- **Records from a data source**:
▽
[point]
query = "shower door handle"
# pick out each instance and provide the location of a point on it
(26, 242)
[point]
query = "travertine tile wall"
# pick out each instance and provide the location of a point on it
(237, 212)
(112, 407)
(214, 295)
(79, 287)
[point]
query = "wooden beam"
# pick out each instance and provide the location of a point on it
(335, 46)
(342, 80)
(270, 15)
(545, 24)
△
▽
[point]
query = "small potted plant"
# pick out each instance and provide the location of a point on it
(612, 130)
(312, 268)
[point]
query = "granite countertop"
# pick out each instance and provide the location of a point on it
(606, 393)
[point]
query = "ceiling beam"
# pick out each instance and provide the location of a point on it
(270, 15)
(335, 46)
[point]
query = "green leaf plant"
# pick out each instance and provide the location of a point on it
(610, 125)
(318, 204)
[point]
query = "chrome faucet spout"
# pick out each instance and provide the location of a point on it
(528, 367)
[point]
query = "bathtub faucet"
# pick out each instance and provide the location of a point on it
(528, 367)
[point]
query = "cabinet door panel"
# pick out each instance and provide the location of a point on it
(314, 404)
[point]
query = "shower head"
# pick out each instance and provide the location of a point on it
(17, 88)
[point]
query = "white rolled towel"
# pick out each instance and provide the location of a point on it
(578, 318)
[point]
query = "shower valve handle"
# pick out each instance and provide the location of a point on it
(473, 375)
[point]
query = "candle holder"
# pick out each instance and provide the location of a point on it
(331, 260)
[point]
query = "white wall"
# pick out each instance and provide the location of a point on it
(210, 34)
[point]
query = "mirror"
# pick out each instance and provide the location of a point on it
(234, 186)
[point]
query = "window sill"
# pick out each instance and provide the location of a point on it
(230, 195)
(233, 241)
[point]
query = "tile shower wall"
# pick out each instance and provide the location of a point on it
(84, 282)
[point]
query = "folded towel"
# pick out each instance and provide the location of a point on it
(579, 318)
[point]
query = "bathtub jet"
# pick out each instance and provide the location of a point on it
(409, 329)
△
- **PROBLEM DETAILS**: Show each line in the data where the string "wall" appears.

- **RESPONSE AREA**:
query = "travertine tile wall"
query = "white wall"
query = "tile shower wall"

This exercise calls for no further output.